Exercise directions – Can you transcribe everything in the frog die-off passage from "Hayes labels atrazine" down to "human health problems?"?

Passage for review –
#####

Why are frogs dying? Scientists agree the overwhelming cause is chytrid fungus, which is thought to have emerged from Africa. It coats a frog's porous skin, which cuts off its water supply and limits its oxygen. Climate change and habitat loss almost certainly make up most of the rest of the explanation. What about chemicals? Pesticides are concentrated in agricultural areas, which by and large are nowhere near sizable amphibian habitats. The frog population falloff is occurring at similar levels in all regions of the world, including in areas where extensive pesticide use is minimal or even nonexistent.

The pesticides-are-dangerous theory originated with and substantially rests on the credibility of the research of controversial University of California endocrinologist Tyrone Hayes. He's published numerous studies purporting to show that clawed frogs exposed to low doses of atrazine produce males with ambiguous genitalia and soprano-like croaks--hermaphrodites.

Hayes labels atrazine an "endocrine disruptor"--a novel, widely-circulated notion that exposure to certain chemicals can radically alter sexual development. The key issue: At what level of exposure might estrogen modifiers, which range from chemicals to nuts, tofu and dozens of other foods known as phytoestrogens, effect development? Could they be contributing to the decline in the frog population and by proxy to human health problems?

#####

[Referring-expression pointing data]
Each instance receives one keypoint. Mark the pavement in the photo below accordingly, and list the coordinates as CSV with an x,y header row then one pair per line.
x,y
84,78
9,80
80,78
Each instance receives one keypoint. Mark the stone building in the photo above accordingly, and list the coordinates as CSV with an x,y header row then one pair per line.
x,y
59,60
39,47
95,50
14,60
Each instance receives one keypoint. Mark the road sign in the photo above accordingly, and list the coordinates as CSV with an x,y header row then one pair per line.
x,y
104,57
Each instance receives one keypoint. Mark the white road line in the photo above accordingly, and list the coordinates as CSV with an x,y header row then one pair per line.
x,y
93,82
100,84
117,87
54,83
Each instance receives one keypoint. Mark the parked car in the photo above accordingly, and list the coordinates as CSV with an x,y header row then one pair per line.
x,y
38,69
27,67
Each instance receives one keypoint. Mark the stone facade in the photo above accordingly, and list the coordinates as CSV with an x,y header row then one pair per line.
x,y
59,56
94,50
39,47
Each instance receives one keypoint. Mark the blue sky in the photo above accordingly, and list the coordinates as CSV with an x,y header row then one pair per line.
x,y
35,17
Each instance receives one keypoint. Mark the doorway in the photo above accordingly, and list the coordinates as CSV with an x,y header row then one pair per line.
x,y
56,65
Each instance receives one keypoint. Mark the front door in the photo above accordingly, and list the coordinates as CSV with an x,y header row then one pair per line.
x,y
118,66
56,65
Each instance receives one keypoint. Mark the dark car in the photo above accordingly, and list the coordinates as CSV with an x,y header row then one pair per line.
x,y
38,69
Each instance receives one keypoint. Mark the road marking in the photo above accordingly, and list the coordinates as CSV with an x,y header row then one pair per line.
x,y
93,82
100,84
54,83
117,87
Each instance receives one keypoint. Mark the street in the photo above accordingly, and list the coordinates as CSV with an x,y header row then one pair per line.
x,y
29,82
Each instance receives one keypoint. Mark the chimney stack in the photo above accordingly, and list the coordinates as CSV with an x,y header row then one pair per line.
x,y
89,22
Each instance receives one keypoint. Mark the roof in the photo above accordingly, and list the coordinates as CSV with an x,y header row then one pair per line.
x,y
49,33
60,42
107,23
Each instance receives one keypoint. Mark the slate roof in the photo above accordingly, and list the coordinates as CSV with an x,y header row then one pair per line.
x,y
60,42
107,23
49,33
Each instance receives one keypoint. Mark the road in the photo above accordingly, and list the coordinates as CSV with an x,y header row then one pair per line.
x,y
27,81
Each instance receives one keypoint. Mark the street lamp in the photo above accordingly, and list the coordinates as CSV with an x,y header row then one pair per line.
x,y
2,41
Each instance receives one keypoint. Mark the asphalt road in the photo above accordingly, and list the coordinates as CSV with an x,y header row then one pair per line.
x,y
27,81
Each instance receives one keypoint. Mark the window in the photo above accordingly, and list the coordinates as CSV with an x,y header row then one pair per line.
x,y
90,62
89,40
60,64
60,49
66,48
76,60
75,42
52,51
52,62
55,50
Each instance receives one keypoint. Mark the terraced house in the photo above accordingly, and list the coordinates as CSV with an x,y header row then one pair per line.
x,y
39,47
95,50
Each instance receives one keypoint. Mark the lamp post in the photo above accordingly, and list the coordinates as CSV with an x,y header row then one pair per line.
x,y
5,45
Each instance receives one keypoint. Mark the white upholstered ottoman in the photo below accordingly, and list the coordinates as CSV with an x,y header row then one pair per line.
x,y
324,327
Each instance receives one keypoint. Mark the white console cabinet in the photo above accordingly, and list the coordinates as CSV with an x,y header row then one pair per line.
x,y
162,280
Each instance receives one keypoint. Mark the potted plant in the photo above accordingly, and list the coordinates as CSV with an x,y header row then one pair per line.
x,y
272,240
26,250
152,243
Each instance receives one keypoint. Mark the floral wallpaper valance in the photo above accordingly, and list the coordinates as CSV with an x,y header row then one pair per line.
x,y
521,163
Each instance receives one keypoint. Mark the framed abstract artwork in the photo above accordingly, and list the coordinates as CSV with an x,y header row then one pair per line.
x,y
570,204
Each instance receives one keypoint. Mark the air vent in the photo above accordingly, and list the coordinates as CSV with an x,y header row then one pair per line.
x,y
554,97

#####

Answer section –
Hayes labels atrazine an "endocrine disruptor"--a novel, widely-circulated notion that exposure to certain chemicals can radically alter sexual development. The key issue: At what level of exposure might estrogen modifiers, which range from chemicals to nuts, tofu and dozens of other foods known as phytoestrogens, effect development? Could they be contributing to the decline in the frog population and by proxy to human health problems?